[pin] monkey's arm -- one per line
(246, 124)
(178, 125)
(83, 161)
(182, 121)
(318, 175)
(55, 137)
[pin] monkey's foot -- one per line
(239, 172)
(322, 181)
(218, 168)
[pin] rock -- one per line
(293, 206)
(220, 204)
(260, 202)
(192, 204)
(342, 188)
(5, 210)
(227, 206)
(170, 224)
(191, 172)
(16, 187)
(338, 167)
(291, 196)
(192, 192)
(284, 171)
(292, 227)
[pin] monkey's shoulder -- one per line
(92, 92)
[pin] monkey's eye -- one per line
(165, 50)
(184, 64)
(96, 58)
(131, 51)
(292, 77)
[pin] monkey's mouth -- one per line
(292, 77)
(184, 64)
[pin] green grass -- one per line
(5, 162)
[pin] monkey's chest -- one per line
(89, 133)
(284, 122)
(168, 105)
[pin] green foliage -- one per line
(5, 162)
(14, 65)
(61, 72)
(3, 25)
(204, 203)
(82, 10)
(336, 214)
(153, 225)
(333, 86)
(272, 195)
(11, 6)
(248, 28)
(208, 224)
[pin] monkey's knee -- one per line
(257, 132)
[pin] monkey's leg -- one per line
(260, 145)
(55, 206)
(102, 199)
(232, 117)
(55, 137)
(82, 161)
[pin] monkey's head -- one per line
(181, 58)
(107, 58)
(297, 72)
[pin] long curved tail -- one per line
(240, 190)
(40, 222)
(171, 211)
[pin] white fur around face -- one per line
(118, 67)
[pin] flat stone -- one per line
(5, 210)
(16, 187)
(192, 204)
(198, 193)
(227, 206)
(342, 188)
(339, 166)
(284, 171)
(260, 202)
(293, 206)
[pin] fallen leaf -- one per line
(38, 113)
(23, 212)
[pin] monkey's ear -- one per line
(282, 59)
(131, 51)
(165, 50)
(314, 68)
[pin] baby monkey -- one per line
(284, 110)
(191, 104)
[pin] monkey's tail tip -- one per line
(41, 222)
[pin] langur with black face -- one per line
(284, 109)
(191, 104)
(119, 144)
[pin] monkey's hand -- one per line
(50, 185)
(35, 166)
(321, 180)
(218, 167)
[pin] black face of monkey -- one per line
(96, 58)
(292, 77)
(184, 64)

* * *

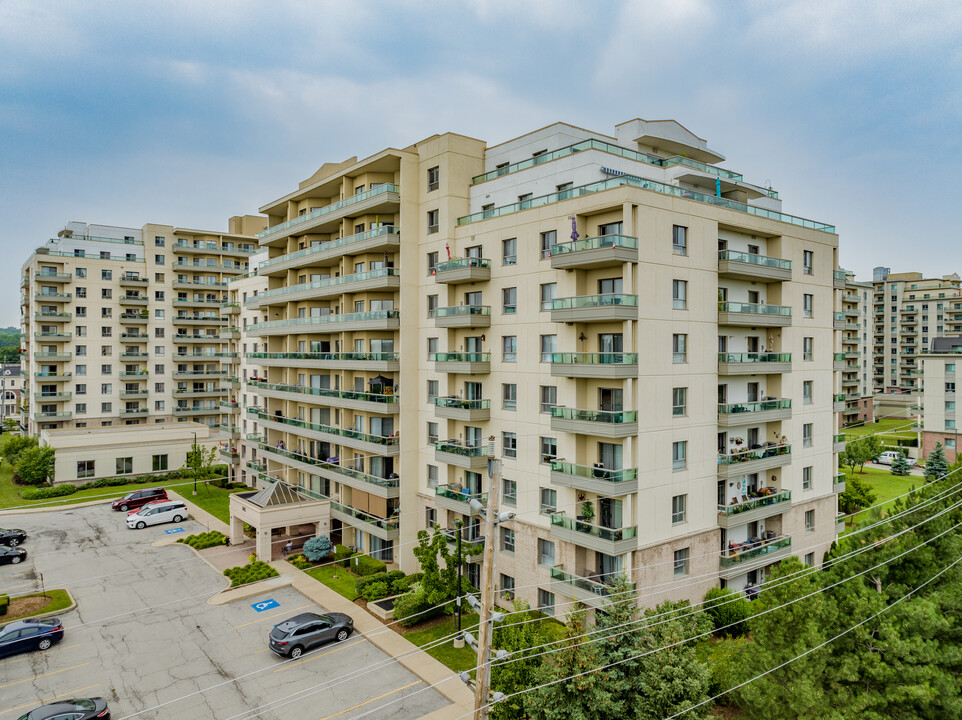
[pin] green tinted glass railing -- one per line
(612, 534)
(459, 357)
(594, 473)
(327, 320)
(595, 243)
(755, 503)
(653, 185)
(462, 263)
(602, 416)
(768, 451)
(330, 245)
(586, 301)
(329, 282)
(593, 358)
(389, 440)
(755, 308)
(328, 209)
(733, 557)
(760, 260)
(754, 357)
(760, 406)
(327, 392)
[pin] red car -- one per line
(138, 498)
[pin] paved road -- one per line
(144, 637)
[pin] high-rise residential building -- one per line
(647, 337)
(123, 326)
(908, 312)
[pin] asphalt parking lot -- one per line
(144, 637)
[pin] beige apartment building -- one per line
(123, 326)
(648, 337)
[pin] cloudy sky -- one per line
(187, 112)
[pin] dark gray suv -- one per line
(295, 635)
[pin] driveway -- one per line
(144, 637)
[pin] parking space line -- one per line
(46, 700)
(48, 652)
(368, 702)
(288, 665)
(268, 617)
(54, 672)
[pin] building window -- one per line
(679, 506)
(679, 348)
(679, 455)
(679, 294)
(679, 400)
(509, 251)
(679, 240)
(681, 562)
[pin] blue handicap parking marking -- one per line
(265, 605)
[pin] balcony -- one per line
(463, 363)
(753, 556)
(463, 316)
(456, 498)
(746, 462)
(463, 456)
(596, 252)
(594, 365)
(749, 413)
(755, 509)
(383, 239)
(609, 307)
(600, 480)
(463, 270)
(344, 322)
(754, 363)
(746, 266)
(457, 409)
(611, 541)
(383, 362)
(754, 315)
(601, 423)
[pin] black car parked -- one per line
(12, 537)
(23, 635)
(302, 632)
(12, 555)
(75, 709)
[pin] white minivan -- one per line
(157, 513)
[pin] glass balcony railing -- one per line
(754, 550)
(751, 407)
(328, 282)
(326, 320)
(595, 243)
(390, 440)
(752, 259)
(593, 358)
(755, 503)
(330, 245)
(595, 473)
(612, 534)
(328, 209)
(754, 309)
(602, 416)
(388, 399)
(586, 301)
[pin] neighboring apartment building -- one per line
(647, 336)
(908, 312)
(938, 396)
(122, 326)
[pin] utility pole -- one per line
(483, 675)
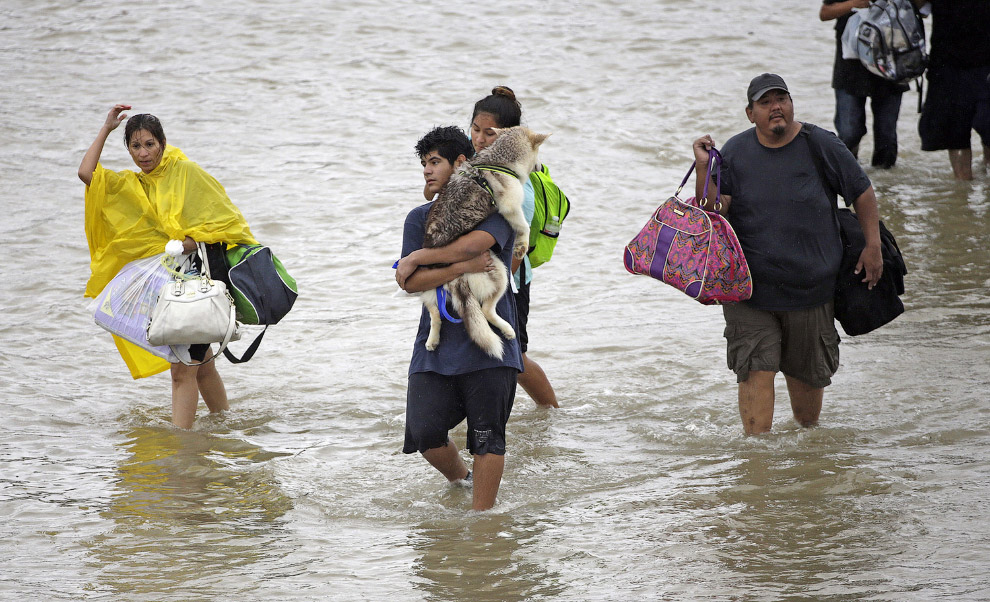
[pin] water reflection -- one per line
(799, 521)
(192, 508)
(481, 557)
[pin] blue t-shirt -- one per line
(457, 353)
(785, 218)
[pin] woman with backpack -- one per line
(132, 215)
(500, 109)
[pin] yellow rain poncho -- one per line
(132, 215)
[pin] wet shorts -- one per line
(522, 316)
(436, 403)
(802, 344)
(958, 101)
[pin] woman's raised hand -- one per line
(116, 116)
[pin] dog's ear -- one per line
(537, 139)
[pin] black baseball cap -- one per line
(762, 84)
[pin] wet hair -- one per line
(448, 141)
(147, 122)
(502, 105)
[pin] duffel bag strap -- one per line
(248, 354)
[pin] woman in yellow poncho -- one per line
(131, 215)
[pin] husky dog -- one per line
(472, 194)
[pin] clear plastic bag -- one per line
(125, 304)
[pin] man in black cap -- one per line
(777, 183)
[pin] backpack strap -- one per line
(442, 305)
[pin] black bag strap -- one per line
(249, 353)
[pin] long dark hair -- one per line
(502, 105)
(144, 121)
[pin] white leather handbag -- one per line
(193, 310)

**Stated exercise:**
Pull out every line of the material above that contains the string "woman". Case counts.

**The completed task:**
[pin] woman with backpack -- one per line
[pin] woman's raised hand -- one per line
[pin] woman in yellow poncho -- one per line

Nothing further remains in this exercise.